[Rows from a dataset]
================

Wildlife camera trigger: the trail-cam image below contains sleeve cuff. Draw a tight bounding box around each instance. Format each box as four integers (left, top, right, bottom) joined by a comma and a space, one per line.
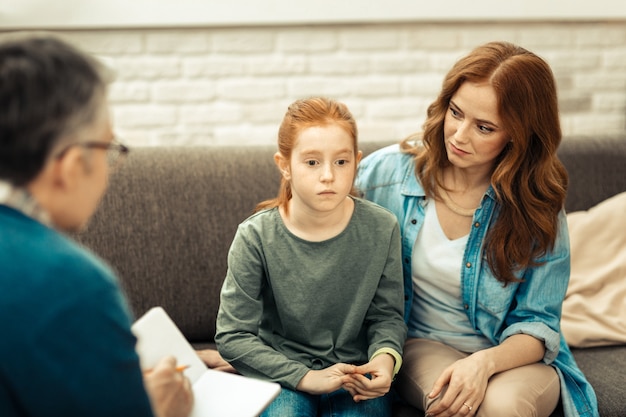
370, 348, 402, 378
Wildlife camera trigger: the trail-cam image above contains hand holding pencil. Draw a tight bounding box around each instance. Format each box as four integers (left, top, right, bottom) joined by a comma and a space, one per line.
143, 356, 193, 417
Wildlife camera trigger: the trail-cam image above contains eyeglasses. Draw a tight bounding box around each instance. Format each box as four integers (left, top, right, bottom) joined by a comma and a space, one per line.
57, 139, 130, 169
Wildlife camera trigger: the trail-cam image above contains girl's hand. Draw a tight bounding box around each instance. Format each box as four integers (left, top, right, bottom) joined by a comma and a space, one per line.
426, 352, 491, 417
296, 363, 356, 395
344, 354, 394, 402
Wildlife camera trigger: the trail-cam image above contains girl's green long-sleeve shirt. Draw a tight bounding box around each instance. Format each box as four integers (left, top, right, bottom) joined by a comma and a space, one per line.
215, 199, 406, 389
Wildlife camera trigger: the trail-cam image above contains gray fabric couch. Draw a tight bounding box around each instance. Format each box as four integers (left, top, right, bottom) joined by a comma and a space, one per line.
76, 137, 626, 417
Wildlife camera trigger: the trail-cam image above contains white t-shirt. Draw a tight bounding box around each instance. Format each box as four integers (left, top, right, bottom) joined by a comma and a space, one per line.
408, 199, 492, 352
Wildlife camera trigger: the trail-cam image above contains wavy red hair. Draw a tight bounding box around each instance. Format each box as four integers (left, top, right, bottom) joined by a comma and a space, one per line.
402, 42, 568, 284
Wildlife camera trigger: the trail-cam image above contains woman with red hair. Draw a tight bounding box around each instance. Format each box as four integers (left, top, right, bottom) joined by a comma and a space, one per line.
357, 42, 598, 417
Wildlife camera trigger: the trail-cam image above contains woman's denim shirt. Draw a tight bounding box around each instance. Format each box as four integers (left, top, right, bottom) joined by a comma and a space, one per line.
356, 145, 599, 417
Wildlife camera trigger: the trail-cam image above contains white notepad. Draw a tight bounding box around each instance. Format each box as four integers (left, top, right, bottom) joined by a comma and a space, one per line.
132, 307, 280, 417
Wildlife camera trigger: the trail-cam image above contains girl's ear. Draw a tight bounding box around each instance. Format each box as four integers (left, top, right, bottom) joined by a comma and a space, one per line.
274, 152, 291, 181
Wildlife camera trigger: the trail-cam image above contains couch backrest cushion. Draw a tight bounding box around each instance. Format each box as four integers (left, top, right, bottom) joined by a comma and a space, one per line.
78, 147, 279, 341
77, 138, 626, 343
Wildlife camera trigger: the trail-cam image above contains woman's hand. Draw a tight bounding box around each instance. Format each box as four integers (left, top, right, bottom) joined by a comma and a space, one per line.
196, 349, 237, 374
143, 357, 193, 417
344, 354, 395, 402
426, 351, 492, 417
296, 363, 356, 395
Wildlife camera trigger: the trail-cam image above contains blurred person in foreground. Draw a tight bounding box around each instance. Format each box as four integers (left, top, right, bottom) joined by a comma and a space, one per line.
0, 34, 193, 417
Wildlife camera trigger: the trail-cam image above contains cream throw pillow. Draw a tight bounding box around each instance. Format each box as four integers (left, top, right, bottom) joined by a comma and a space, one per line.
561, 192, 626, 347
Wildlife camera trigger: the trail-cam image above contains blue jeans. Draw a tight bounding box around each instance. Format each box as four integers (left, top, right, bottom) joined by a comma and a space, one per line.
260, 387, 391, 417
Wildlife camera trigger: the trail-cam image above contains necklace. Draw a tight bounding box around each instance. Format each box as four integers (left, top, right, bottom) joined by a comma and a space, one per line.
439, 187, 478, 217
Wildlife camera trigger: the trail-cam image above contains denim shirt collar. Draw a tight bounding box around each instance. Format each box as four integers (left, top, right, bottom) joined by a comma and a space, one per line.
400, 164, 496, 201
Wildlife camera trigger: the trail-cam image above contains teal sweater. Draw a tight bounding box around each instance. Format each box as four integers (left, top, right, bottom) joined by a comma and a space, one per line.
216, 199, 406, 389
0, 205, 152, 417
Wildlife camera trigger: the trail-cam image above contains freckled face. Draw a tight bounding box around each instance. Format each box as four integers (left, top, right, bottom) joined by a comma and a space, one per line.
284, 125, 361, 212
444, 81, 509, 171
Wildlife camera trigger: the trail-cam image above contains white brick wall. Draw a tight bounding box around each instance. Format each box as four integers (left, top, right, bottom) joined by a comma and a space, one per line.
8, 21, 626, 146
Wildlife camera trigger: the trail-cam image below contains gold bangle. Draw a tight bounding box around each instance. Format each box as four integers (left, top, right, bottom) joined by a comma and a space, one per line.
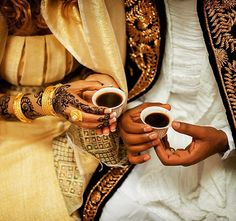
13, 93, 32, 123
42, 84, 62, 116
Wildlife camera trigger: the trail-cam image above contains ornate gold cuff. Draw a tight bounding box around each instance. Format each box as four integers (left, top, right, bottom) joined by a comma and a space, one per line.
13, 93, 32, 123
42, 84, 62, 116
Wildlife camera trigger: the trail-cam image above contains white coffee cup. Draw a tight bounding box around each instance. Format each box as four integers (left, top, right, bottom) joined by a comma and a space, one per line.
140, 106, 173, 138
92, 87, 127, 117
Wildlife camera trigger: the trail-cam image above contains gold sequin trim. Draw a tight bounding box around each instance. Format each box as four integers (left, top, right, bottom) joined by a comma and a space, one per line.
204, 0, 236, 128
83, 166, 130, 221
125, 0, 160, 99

================

Exercise instructions
Reproduce every one of the records above word for word, leaving the pictures out of your copy.

Expected answer
Wildlife camera trigger: the trail-cam image below contains sleeve cuff. Draw a tight bounding box around each instance. Format each box as four integers (left, top, right, bottom) joined by a comma and a space, one per line.
370, 348, 402, 378
Wildlife camera trigger: the trail-cam image above contains hand holding pencil. Draw a tight bounding box around each instance. Format each box as four integers (left, top, right, bottom) joined by a comma and a space, one per line.
143, 356, 193, 417
Wildlife camera trigger: the trail-cam image above contains eyeglasses. Draw a tight bounding box around each instance. Format each box as four integers (left, top, right, bottom) joined by a comma and a space, one per line.
57, 139, 130, 169
Wildlife camera trigger: the trail-cam image above contains girl's hand. Draw a tight bounding box around each instance. Format each box as four integers (left, top, right, bottom) joined by a comma and a space, one per line.
426, 352, 491, 417
296, 363, 356, 395
344, 354, 394, 402
Wildlife camera trigger: the trail-cam image above contains girl's green long-sleeve shirt. Draw a tight bounding box around each instance. Format each box as four integers (left, top, right, bottom) joined by a comma and a space, one per line.
215, 199, 406, 389
Wildlife camera trigger: the trail-cam image above contains gray fabric couch. Draw a tight bounding box around each instance. Format each box as four integers (left, top, right, bottom) joined by a comma and a space, one per line.
76, 137, 626, 417
Wildlife camera trigger: the trail-cam image above contains white t-shirt. Draw a tight bounding box around each instance. Format each box as four integers (left, top, right, bottom) joined by a comma and a space, one per line.
408, 199, 492, 352
Wildlife camera trigger: the trail-cam image above contains wavy red hair. Draw a tight bounding box around each instance. Format each box as four integers (left, top, right, bottom) joined by a comma and a space, one per line.
402, 42, 568, 284
Wildlife camera trigger: the trail-cam image above contains woman with red hair. Draw a tight bounding box around each instance. Format each box as four integers (left, top, right, bottom) joined by a comma and a space, one per line.
357, 42, 598, 417
Wildlife camera trigger: the trail-cam image above contains woman's denim shirt. Draw a tight bounding box around each instance. Format each box as four integers (left, top, right, bottom) joined by a comma and a space, one per line.
356, 145, 599, 417
Wildlife camera trigger: the trail-cam image above contains white notepad. Draw a tight bounding box around each instance. Format each box as four integers (left, top, right, bottom) joined by a comma and a space, one per line.
132, 307, 280, 417
Wildlife camera trigger: the trail-cam image above contains girl's ear. Draw a tight bounding box around each instance. Format each box as four integers (left, top, right, bottom) joined by a comma and a space, one per line.
274, 152, 291, 181
Wildlife camera trigger: the trail-cam image above contains couch backrest cushion. Draw a tight bounding box around each instance. Format each box as four integers (left, top, right, bottom) joined by a comma and a space, one per line.
78, 147, 279, 341
77, 138, 626, 343
Wildlife camera trigger: the trail-cam image above contains woman's hand. Draw a tight bounding box around each instance. Format each box as four integers (left, top, right, bottom) joined by a comma and a space, one per line.
196, 349, 237, 374
143, 357, 193, 417
344, 354, 395, 402
426, 351, 492, 417
296, 363, 356, 395
Wildlife camera trigger: the trail-cam image above contains blurred person in foreground. Draw a tight bounding box around each instance. Format each box as four integers (left, top, right, bottom) joined by a comma and a space, one per line.
0, 34, 193, 417
Wildlife camera trigger: the trail-cam image above contains cream throw pillow. Draw a tight bounding box around each instance. Format each box as four integers (left, top, right, bottom) joined by a comma and a space, one per line.
561, 192, 626, 347
Wildlife camera trigger: the trail-cam image above contains blue jeans. Draw a tight bounding box around each instance. Format each box as four integers (left, top, right, bottom) joined by a comma and a space, one per line.
260, 387, 391, 417
Wildlife camera trigger: the trail-cam image above contains necklace. Draw a tight bounding box around each instance. Format each box as four integers (left, top, right, bottom) joined by a comma and a space, one per line.
439, 187, 478, 217
Wildlife camera trigger: the trail-cam image above contains denim shirt collar. Draw a tight bounding box around each instance. Format each box as four integers (left, top, right, bottom) joined by a comma and a space, one per line.
400, 164, 496, 201
Wildlife camera trigger: the trail-cam image above contains teal sweater. Draw a tight bounding box around each instance. Format each box as four integers (left, top, right, bottom) joined by a comma and a space, one per line.
216, 199, 406, 389
0, 205, 152, 417
Wildlife camera trigger: the trail-cam image above contains freckled face. Draw a tight bounding box around each instance. Format each box as four integers (left, top, right, bottom) joined by a comma and a space, one per line.
284, 125, 361, 212
444, 81, 509, 171
Wildlife camera trigger: the trail-cam image above contains white brick wall. Draw a tight bounding box around each instance. Format each box as four integers (left, top, right, bottom) joined by a comma and a space, one per line.
8, 21, 626, 146
Wildlife camera trigger: the trail-cam image below contains gold bangle. Draw a tight bounding box around each instance. Format each box as four integers (left, top, right, bottom) joined by a comma and a space, one per line.
13, 93, 32, 123
42, 84, 62, 116
Wildlife camera trigger: the trail-cam image above contains ornate gold cuff. Draw a tight bounding box around each instance. Format each box as four integers (left, top, right, bottom) joined by a comma and a space, one per line.
13, 93, 32, 123
42, 84, 62, 116
Wildlife camera trigger: the trail-cam image above contains white coffee cup. Draw a tight bounding box around each instance. Format each box as four integers (left, top, right, bottom) joined by a comma and a space, one per line.
140, 106, 173, 138
92, 87, 127, 117
Wildlife camera trigger: the trail-cam image above contains gold sequin trim. Draw a tight bounding box around each instance. Format each box as four integers (left, top, right, bottom) joined by a comma and a space, one per line.
204, 0, 236, 128
83, 166, 130, 221
125, 0, 160, 99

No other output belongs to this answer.